----- DATA PROVIDED -----
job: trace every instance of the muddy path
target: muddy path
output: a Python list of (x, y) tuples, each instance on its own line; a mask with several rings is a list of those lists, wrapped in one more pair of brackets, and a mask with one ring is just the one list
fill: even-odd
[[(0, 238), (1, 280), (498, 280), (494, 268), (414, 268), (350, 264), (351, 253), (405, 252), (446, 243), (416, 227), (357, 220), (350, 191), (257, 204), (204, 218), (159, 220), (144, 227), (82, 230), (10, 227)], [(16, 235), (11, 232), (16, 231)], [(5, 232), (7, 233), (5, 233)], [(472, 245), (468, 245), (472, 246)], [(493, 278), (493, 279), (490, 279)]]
-----
* [TASK BRIEF]:
Reproduce every line of the labeled shape records above verbatim.

* [EXERCISE ANSWER]:
job: trace every instance of the muddy path
target: muddy path
output: a Python list of (x, y) tuples, each instance on its own line; a mask with several rings is a list of those lists, wrapped in one more pair of brackets, and a mask with one ring is just the one list
fill: even-odd
[[(0, 238), (1, 280), (498, 280), (494, 268), (414, 268), (350, 264), (351, 253), (405, 252), (446, 243), (416, 227), (357, 220), (350, 191), (257, 204), (204, 218), (159, 220), (144, 227), (82, 230), (10, 227)], [(16, 235), (11, 232), (16, 231)], [(5, 232), (7, 233), (5, 233)], [(472, 245), (468, 245), (472, 246)], [(493, 278), (493, 279), (490, 279)]]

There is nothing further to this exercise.